O colegiado considerou, por unanimidade, acompanhando parecer do relator, improcedente o questionamento de desrespeito à figura da artista, uma vez que o uso da sua imagem foi feito mediante consentimento dos herdeiros e observando que Elis aparece fazendo algo que fazia em vida.
Já no tocante à informação sobre o uso da ferramenta, indicando ser conteúdo gerado por inteligência artificial, os conselheiros consideraram as diversas recomendações de boas práticas existentes acerca da matéria, bem como a ausência de regulamentação específica em vigor, e acabaram por concluir, acompanhando a conselheira autora do voto divergente, por maioria (13 x 7), também pelo arquivamento da denúncia, determinando o registro de que a transparência é princípio ético fundamental e que, no caso específico, foi respeitada, reputando que o uso da ferramenta estava evidente na peça publicitária.
Adicionalmente, acompanhando as preocupações com os impactos do uso da inteligência artificial na criação de conteúdos publicitários, foi aprovada moção à direção do Conar para acompanhamento e discussão de casos e recomendações.
Leia a íntegra do voto do relator, Luiz Celso de Piratininga Jr.
Trata-se de representação de ofício, oferecida pelo Conar, baseada em queixas de consumidores, para o exame da campanha "VWBrasil70 - O novo veio de novo", com fundamento nos artigos 1º, 3º, 6º, 8°, 15,19, 27, 34, 37 e Anexo "Q" do Código Brasileiro de Autorregulamentação Publicitária.
Conforme descrito na inicial, as queixas enviadas submetem ao Conselho de Ética o exame de questão relevante sobre o uso de ferramenta tecnológica e Inteligência Artificial (IA) para a criação de conteúdo publicitário, trazendo pessoa falecida de volta à vida para participar de anúncio.
········
• Tarefa proposta:
No trecho da fonte, qual foi o placar da votação que arquivou a denúncia sobre a falta de aviso de conteúdo gerado por inteligência artificial?

• Dados coletados:
········
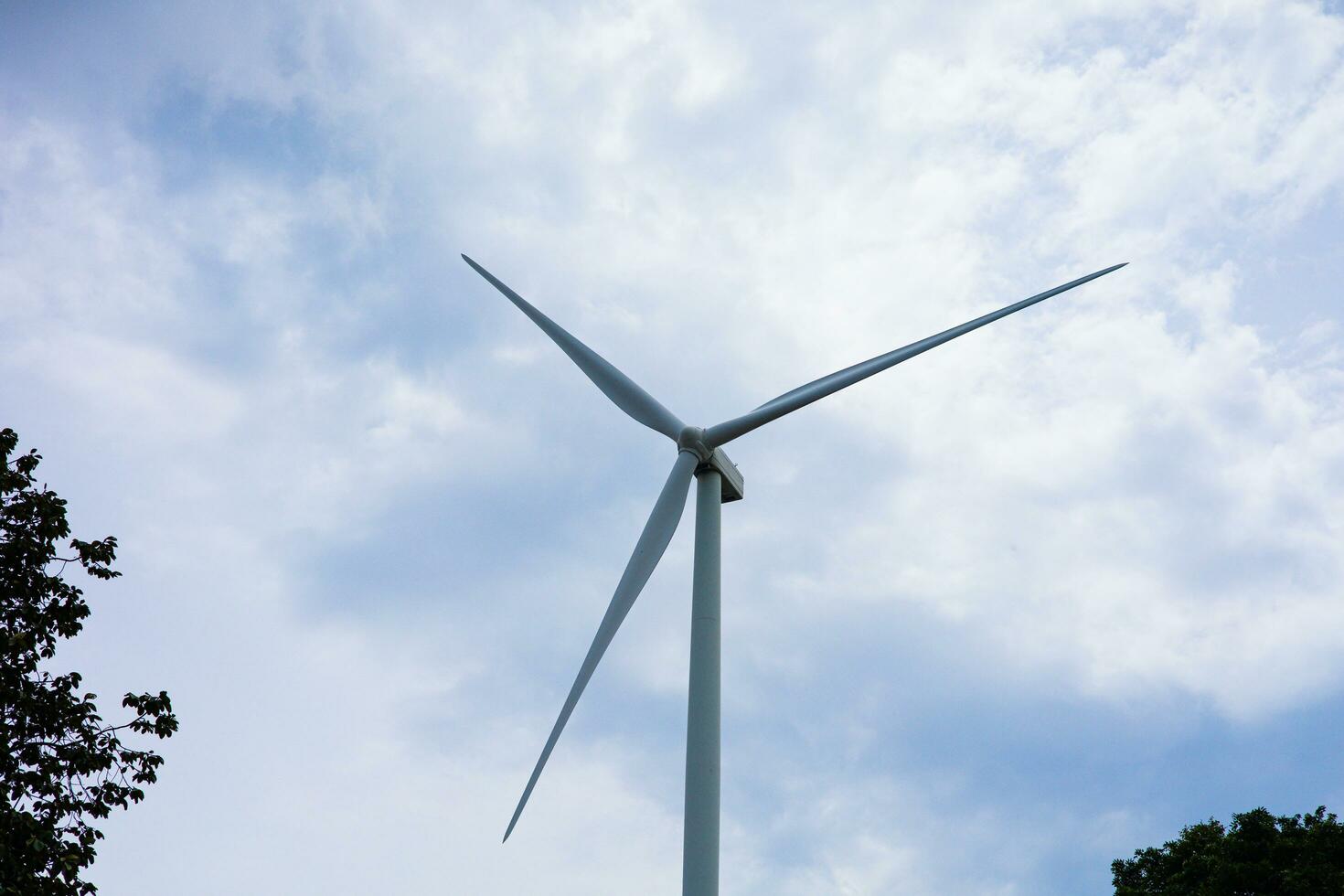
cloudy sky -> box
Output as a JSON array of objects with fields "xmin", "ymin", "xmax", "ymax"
[{"xmin": 0, "ymin": 0, "xmax": 1344, "ymax": 896}]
········
• Resposta da tarefa:
Por maioria, 13 votos a 7.